▸ WHAT IS REQUIRED
Echo the entries below word for word, starting with the line containing "Task: the component shall indicate the chinese" and going on through the line containing "Target: penguin neck".

[Excerpt from a dataset]

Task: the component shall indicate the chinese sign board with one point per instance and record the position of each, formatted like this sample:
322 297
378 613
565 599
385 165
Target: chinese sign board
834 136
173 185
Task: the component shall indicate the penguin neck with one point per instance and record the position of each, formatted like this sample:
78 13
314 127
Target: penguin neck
==
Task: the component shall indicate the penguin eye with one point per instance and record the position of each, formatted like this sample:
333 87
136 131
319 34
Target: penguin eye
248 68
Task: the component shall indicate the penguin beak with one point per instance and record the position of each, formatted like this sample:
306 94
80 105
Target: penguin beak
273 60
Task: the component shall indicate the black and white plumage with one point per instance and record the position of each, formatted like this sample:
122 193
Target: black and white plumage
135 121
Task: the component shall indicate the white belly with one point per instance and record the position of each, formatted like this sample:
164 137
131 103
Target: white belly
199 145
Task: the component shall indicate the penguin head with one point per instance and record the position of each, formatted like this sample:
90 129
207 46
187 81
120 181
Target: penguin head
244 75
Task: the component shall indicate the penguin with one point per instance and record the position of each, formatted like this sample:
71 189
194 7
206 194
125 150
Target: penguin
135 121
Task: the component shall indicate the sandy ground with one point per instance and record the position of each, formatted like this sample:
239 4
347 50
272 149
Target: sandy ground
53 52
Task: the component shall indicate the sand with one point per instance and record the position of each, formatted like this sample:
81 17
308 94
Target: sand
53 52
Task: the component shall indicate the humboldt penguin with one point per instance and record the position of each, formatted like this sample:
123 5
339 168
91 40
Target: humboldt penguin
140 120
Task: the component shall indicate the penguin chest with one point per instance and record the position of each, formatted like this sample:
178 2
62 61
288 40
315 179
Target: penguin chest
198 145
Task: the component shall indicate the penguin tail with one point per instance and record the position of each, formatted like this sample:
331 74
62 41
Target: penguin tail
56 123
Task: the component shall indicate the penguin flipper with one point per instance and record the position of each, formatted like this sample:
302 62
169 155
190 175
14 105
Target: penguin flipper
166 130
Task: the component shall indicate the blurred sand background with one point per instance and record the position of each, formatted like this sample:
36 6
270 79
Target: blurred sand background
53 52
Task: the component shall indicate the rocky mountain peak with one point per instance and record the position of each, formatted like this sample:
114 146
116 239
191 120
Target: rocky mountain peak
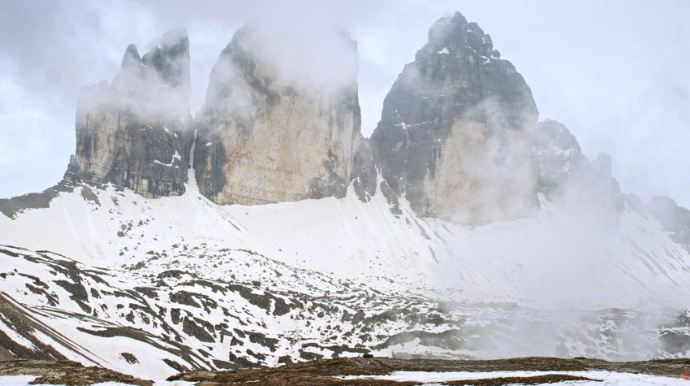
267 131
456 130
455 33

▸ PROBLEM SOLUTION
Task: the component shall indicate the chinese sign board with one point per instance and record the position of each, formatted like this sample:
322 297
378 613
565 599
385 165
Target: chinese sign board
834 136
173 185
Task: the component shall indicate the penguin neck with one point per instance and record the position of each, formatted like this sample:
78 13
314 127
Target: penguin neck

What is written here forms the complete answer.